## REQUIRED TASK:
Each of the entries should be retyped precisely as it appears.

## DATASET CONTENT:

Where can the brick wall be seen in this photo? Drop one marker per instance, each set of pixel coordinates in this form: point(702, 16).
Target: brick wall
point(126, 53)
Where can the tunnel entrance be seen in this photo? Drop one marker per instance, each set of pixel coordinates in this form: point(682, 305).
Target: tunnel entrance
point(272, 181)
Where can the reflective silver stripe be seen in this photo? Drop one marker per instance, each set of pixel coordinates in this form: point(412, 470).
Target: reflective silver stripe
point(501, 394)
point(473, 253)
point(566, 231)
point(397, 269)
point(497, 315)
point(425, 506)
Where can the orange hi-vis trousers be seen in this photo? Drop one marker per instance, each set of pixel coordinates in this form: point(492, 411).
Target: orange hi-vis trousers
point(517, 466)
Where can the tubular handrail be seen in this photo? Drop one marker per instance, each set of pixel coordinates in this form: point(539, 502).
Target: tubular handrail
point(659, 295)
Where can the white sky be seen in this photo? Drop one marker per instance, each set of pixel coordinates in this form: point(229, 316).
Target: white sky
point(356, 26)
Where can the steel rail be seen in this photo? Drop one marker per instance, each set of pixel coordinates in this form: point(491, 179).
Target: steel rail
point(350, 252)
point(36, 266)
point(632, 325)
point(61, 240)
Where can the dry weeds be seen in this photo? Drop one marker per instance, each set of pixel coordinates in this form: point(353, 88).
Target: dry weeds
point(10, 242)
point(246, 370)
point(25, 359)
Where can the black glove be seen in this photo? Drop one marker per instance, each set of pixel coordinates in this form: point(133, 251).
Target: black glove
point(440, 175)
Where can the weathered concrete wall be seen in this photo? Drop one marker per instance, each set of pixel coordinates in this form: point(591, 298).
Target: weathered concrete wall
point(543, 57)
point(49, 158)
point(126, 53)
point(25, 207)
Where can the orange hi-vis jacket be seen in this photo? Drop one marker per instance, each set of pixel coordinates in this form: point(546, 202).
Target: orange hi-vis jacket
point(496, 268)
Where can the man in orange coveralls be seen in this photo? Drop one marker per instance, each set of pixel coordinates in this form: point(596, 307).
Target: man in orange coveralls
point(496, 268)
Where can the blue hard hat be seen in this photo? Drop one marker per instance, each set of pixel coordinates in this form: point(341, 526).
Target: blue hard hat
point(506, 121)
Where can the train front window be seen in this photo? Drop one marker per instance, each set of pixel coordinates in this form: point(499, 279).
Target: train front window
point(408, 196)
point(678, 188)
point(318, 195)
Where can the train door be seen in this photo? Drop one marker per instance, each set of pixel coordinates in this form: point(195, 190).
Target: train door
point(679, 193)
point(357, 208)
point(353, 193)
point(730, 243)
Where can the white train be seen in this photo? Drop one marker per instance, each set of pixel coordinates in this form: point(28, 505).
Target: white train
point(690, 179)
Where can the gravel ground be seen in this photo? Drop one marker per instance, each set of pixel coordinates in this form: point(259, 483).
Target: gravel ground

## WORKED ANSWER:
Where can the brick wall be seen in this photo? Drop one marker per instance, each set of pixel coordinates in this form: point(702, 16).
Target: brick wall
point(126, 53)
Where can the tunnel entrance be seen in this photo? Drop one marker per instance, each set of pixel coordinates in this form: point(682, 305).
Target: tunnel entrance
point(272, 181)
Where can the reflective silver stripe be seen in this photo? Drop one marker per instance, each set of pixel coordinates in this form: point(412, 470).
Target: reflective silver stripe
point(501, 394)
point(473, 253)
point(566, 231)
point(397, 269)
point(497, 315)
point(425, 506)
Where can the orange hi-vis trousers be seen in this photo? Drop one marker per instance, each set of pixel coordinates in this form: point(492, 411).
Target: orange hi-vis trousers
point(517, 466)
Where can the tubular handrail be seen in this photo? Drop one marker per instance, each set of pixel coordinates in this form: point(539, 502).
Target: tubular handrail
point(659, 295)
Where can the white sky be seen in this photo? Drop one marker per instance, each set of pixel coordinates in this form: point(229, 316).
Target: white sky
point(356, 26)
Where can the steel rail be seen in this photo? Drop one marker per instance, each set of pixel coordinates in this form: point(491, 179).
Target: steel rail
point(350, 252)
point(36, 266)
point(632, 325)
point(61, 240)
Where can the dry weeds be seen in this photo? Drop one marker per instance, each set of pixel coordinates in this form: point(353, 88).
Target: dry weeds
point(10, 242)
point(246, 370)
point(25, 359)
Where can the black glove be seen in this photo? Drop one marker per instance, each set of pixel coordinates in this form: point(133, 251).
Target: black glove
point(440, 175)
Where can the weathered concrete wall be seen in this photo? Drop one marker per instance, each set of pixel coordinates in this form: point(591, 298).
Target: weathered concrete wall
point(543, 57)
point(49, 158)
point(126, 53)
point(25, 207)
Where can the orange hi-vis jacket be seen in this photo? Drop one marker per instance, each set of pixel coordinates in this form: point(546, 202).
Target: orange hi-vis jacket
point(496, 268)
Where can the man in orange coveralls be seen in this photo? Drop one marker per instance, each set of pixel coordinates in this form: point(596, 307).
Target: man in orange coveralls
point(496, 268)
Where can the blue hard hat be seen in this photo? Drop one marker per instance, each set of pixel coordinates in this form: point(341, 526).
Target: blue hard hat
point(506, 121)
Where can the train front window be seen in this photo? Drop one marker per instance, each set of pixel coordinates in this form: point(499, 279).
Target: train front window
point(408, 196)
point(678, 188)
point(318, 195)
Where can the train door be seen in this photo? Drop one marker per instance, each set of pixel coordinates in this form: point(195, 190).
Target: train door
point(679, 193)
point(357, 208)
point(353, 193)
point(730, 243)
Where can the white train be seen in this photo? Drop one marker per instance, each set of pixel coordinates in this form: point(28, 505).
Target: white train
point(690, 179)
Where can the gravel ground be seen in this photo? Drop one marker per instance, each set of pixel coordinates in this form: point(259, 483).
Target: gravel ground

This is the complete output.